Extract.
■ ■ ■
From 1974, he worked and travelled across Canada and the United States. He became well known as a teacher through University courses, his workshops and as a visiting artist. About his approach, he wrote: "I'm not really interested in committing novelties on the world, but only making objects that have some hidden magic to them, which are good objects to use and therefore might make it better to drink coffee." This aim of making good objects for everyday use has been said to reflect the influence of Zen on his work, through his apprenticeship to Leach, and appreciation of the writings of Jack Kerouac and the philosopher D. T. Suzuki.
He self-published two influential books on ceramic glazes: Book One: A Potter's Way to Understand Glazes and The Potter's Raw Materials, Some of their Characteristics and Compositions. Reeve also developed an innovative method for making porcelain in a studio pottery. He published this in "Some Notes on Porcelain", later republished in Pottery Quarterly (UK) and New Zealand Potter. "More Notes on Porcelain" followed in the journal Studio Pottery. Reeve's porcelain and Reeve's Green are well known to studio potters.
■ ■ ■
Task instructions.
Pick up the passage about the potter Reeve after its last sentence and continue it.

Dataset excerpts.
■ ■ ■
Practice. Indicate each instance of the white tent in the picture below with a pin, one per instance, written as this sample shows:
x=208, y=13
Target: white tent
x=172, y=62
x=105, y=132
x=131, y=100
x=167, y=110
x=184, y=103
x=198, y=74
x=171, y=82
■ ■ ■
Written response.
In 1992, he was a founding member of Santa Fe Clay, a pottery studio supplying ceramics to retail, which also runs a gallery and workshop program. He married his third wife Phylis Blair in 1996. In his later years, he continued to teach workshops at Santa Fe Clay, for example: "Jam-pots, garlic pigs, egg-bakers and other objects of delight". He also had a home studio in Abiquiú. In 2004, his work was part of a well-received major retrospective exhibition of West Coast potters, containing more than 700 pieces, shown at the Morris and Helen Belkin Art Gallery. Reeve contributed to a book of the same title published in 2011 and participated in its launch alongside Glenn Lewis, held at a gallery on Granville Island.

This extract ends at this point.